### AIM
Please output every line of the data below as a Markdown table with two columns, "Row" for the row number and "Line" for the line itself, leaving out any blank lines.
** begin SOURCE RECORDS **
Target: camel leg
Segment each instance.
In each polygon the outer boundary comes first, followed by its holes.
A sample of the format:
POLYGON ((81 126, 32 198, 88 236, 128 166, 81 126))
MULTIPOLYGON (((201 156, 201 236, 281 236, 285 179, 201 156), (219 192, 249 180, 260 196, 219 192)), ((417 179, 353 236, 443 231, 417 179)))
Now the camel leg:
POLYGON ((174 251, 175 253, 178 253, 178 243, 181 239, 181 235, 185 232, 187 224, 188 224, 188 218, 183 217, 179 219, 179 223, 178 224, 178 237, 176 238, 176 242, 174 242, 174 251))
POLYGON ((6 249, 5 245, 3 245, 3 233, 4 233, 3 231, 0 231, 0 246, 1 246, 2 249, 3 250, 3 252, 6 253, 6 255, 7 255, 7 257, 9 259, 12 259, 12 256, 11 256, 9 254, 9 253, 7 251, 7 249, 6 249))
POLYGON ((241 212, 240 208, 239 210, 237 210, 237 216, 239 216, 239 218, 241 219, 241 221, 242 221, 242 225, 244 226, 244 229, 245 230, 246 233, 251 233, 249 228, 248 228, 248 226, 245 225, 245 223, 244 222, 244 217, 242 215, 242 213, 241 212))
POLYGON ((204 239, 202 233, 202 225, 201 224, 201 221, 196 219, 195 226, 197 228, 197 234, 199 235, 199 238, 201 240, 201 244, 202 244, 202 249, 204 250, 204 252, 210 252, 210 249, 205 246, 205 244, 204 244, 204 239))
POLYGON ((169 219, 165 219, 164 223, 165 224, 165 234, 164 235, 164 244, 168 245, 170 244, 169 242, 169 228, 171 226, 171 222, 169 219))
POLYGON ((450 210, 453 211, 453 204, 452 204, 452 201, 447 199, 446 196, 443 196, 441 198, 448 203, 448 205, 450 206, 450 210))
** end SOURCE RECORDS **
### RESPONSE BELOW
| Row | Line |
|---|---|
| 1 | Target: camel leg |
| 2 | Segment each instance. |
| 3 | In each polygon the outer boundary comes first, followed by its holes. |
| 4 | A sample of the format: |
| 5 | POLYGON ((81 126, 32 198, 88 236, 128 166, 81 126)) |
| 6 | MULTIPOLYGON (((201 156, 201 236, 281 236, 285 179, 201 156), (219 192, 249 180, 260 196, 219 192)), ((417 179, 353 236, 443 231, 417 179))) |
| 7 | Now the camel leg: |
| 8 | POLYGON ((174 251, 175 253, 178 253, 178 243, 181 239, 181 235, 185 232, 187 224, 188 224, 188 218, 183 217, 179 219, 179 223, 178 224, 178 237, 176 238, 176 242, 174 242, 174 251)) |
| 9 | POLYGON ((6 249, 5 245, 3 245, 3 233, 4 233, 3 231, 0 231, 0 246, 1 246, 2 249, 3 250, 3 252, 6 253, 6 255, 7 255, 7 257, 9 259, 12 259, 12 256, 11 256, 9 254, 9 253, 7 251, 7 249, 6 249)) |
| 10 | POLYGON ((241 212, 240 208, 239 210, 237 210, 237 216, 239 216, 239 218, 241 219, 241 221, 242 221, 242 225, 244 226, 244 229, 245 230, 246 233, 251 233, 249 228, 248 228, 248 226, 245 225, 245 223, 244 222, 244 217, 242 215, 242 213, 241 212)) |
| 11 | POLYGON ((204 239, 202 233, 202 225, 201 224, 201 221, 196 219, 195 226, 197 228, 197 234, 199 235, 199 238, 201 240, 201 244, 202 244, 202 249, 204 250, 204 252, 210 252, 210 249, 205 246, 205 244, 204 244, 204 239)) |
| 12 | POLYGON ((169 219, 165 219, 164 223, 165 224, 165 234, 164 235, 164 244, 168 245, 170 244, 169 242, 169 228, 171 226, 171 222, 169 219)) |
| 13 | POLYGON ((450 210, 453 211, 453 204, 452 204, 452 201, 447 199, 446 196, 443 196, 441 198, 448 203, 448 205, 450 206, 450 210)) |